**Извлечённый текст:**
Язык здесь определяет не только сознание, но и реальность, делая из конкретной географической местности под названием Ютландия неведомый фантастический Юлланд, который населяют жуткие разбойные опустившиеся азулянты, способные жить в одной комнате с трупом, только чтобы потянуть время и не возвращаться в лагерь.

Оцените материал

Просмотров: 11671

Андрей Иванов. Путешествие Ханумана на Лолланд

Татьяна Григорьева · 20/01/2011
Роман был начат на английском, причем особенном – «фонетическом» английском беженцев, а потом спустя несколько лет автор возобновил работу над ним – уже на русском

Имена:  Андрей Иванов

©  Тимофей Яржомбек

 

 

После удивительной истории с «Русским Букером» этого года мы решили все-таки написать о текстах, вошедших в короткий список премии, и попытаться понять, были ли у жюри альтернативы принятому решению, не устроившему примерно всех, — тем более что часть книг мы не успели отрецензировать по известным организационным причинам. Сегодня ТАТЬЯНА ГРИГОРЬЕВА размышляет о романе Андрея Иванова — на вкус редакции (но не рецензента), вполне достойном претенденте на лауреатство.


Книга «Путешествие Ханумана на Лолланд» вошла в этом году в шорт-лист премии «Русского Букера», а прошедшей весной другой роман Андрея Иванова, «Горсть праха» (в рукописи), получил второе место «Русской премии», вручаемой русскоязычным авторам, живущим за границей. У писателя стали охотно брать интервью, из которых можно узнать и о его литературных предпочтениях (в частности, он называет Селина, Жана Жене и Марусю Климову), и о том, что роман «Путешествие Ханумана на Лолланд» был начат на английском, причем особенном — «фонетическом» английском беженцев, а потом спустя несколько лет Иванов возобновил работу над ним — уже на русском языке.

**Что сделать:**
[A] Перескажите текст о романе Андрея Иванова в двух предложениях.
[B] Повторите дословно отрывок из текста о романе Андрея Иванова, начиная со слов «Андрей Иванов. Путешествие» и продолжая до слов «претенденте на лауреатство.».
Записи взяты из другого источника.

**Список записей:**
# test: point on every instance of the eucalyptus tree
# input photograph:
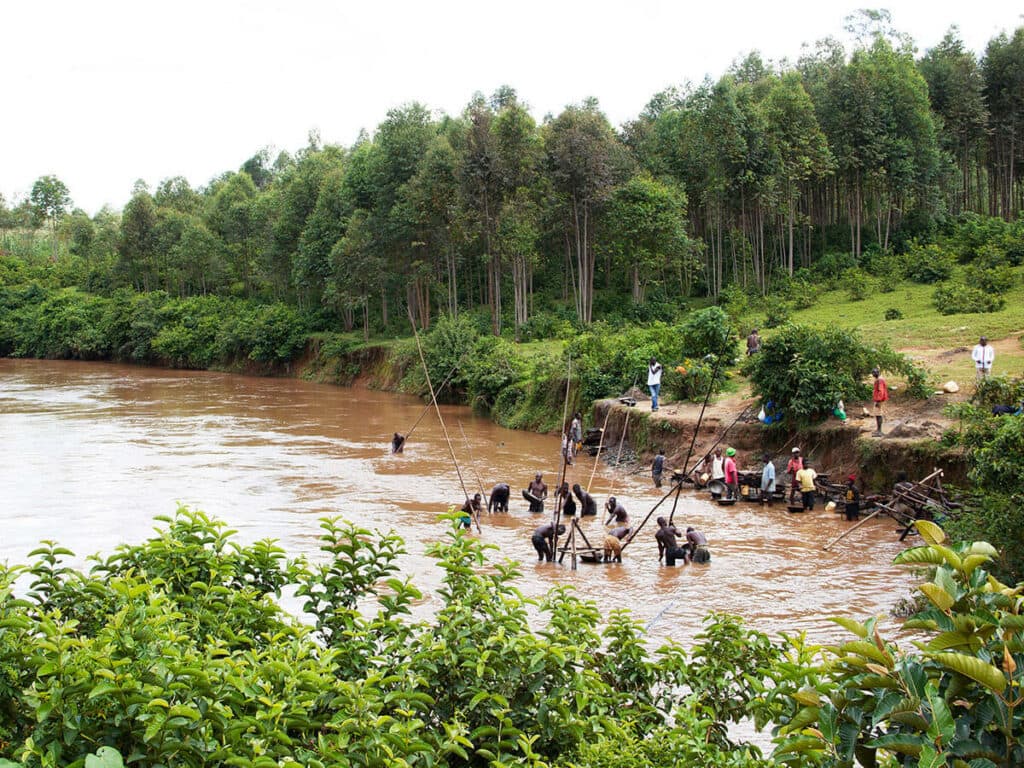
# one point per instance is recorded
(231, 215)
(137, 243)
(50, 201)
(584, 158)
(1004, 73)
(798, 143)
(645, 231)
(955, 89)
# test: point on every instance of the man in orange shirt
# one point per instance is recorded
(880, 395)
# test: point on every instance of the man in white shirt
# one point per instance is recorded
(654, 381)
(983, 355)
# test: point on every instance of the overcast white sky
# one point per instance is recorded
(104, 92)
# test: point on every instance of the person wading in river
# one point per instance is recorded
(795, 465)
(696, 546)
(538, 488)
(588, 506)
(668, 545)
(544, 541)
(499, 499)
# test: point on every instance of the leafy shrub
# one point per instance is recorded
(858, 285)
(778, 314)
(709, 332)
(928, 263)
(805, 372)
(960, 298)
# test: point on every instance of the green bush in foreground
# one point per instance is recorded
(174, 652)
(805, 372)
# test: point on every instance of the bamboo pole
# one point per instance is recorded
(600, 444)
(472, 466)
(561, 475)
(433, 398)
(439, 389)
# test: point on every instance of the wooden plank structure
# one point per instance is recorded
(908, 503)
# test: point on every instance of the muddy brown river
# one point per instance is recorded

**Ответы к заданиям:**
[A] Роман Андрея Иванова «Путешествие Ханумана на Лолланд» вошёл в шорт-лист премии «Русский Букер», а другой его роман, «Горсть праха», получил второе место «Русской премии». Работа над книгой началась на особом, «фонетическом» английском беженцев, а спустя несколько лет Иванов продолжил её уже на русском языке.

[B]
Андрей Иванов. Путешествие Ханумана на Лолланд

Татьяна Григорьева · 20/01/2011
Роман был начат на английском, причем особенном – «фонетическом» английском беженцев, а потом спустя несколько лет автор возобновил работу над ним – уже на русском

Имена:  Андрей Иванов

©  Тимофей Яржомбек

 

 

После удивительной истории с «Русским Букером» этого года мы решили все-таки написать о текстах, вошедших в короткий список премии, и попытаться понять, были ли у жюри альтернативы принятому решению, не устроившему примерно всех, — тем более что часть книг мы не успели отрецензировать по известным организационным причинам. Сегодня ТАТЬЯНА ГРИГОРЬЕВА размышляет о романе Андрея Иванова — на вкус редакции (но не рецензента), вполне достойном претенденте на лауреатство.